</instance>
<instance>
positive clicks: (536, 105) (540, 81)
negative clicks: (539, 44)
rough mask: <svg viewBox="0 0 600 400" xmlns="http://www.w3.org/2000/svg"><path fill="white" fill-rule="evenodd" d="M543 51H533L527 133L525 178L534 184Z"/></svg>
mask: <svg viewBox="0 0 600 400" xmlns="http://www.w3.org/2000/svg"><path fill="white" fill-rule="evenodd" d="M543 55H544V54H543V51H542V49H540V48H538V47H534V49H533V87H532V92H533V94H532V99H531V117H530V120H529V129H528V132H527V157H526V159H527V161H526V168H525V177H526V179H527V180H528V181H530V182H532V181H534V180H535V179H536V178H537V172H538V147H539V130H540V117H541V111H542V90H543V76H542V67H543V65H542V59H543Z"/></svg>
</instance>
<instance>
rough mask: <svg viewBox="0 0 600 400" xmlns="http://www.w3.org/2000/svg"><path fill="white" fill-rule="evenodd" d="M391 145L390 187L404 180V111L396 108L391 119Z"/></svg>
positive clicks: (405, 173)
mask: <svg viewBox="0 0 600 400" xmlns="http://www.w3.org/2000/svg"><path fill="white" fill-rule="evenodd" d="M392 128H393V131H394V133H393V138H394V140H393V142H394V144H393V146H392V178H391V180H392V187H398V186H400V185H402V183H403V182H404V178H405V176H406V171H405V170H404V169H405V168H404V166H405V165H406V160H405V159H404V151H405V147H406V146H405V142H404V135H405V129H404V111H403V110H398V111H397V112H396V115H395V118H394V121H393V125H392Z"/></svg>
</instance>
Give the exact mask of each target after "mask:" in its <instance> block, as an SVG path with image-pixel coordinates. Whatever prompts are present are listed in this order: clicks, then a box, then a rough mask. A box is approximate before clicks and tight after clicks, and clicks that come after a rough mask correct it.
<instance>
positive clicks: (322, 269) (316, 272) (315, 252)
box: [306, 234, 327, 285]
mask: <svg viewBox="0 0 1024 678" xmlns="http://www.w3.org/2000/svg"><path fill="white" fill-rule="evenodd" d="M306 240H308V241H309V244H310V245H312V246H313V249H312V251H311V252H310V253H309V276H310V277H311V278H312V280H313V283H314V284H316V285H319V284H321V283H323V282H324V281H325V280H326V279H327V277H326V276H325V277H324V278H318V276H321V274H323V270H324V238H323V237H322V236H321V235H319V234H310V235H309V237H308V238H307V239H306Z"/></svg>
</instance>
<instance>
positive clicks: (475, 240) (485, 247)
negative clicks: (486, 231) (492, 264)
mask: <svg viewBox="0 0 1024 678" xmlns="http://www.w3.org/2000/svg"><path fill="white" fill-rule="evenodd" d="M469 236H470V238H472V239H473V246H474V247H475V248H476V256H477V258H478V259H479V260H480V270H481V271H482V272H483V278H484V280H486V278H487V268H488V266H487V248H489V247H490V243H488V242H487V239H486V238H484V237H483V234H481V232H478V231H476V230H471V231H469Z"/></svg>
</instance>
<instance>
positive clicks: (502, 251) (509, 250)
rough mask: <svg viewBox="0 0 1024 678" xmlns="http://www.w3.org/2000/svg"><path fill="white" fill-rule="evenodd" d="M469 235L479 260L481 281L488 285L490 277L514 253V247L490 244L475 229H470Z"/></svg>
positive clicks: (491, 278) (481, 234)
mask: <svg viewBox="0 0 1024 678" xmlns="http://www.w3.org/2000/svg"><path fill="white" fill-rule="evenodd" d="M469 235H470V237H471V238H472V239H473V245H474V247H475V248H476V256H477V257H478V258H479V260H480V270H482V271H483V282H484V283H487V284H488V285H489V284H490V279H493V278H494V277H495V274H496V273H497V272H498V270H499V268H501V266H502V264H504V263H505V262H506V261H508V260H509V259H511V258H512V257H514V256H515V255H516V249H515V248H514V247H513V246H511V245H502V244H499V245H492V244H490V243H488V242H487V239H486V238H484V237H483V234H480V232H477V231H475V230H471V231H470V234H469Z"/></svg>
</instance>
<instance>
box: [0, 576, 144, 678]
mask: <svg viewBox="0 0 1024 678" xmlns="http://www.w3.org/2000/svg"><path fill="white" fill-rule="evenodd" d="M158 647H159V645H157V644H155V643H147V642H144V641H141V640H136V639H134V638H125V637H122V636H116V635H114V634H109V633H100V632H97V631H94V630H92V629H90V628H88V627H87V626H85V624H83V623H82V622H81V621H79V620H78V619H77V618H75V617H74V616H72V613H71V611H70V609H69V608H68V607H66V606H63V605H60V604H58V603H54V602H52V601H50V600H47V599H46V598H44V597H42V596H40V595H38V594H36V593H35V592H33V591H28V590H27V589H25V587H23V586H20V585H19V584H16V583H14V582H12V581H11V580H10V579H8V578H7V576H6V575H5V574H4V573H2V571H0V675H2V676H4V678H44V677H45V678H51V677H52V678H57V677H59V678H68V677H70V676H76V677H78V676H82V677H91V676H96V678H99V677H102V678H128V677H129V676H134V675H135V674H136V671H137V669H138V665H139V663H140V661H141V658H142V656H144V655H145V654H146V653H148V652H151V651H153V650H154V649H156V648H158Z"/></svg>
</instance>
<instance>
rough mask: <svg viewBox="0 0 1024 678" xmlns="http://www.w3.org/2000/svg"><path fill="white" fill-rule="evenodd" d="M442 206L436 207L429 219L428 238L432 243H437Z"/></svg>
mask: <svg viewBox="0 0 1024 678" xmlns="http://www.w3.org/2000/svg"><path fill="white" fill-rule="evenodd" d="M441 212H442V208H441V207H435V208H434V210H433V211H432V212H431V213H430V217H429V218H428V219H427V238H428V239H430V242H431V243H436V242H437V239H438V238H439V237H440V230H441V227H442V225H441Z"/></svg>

DESCRIPTION OF THE TASK: Rewrite the stretch from the start of the entries through the line containing "51H533L527 133L525 178L534", with "rough mask" changed to "draft mask" and nothing else altered.

ANSWER TO THE EXERCISE:
</instance>
<instance>
positive clicks: (536, 105) (540, 81)
negative clicks: (539, 44)
draft mask: <svg viewBox="0 0 600 400" xmlns="http://www.w3.org/2000/svg"><path fill="white" fill-rule="evenodd" d="M543 51H533L527 133L525 178L534 184Z"/></svg>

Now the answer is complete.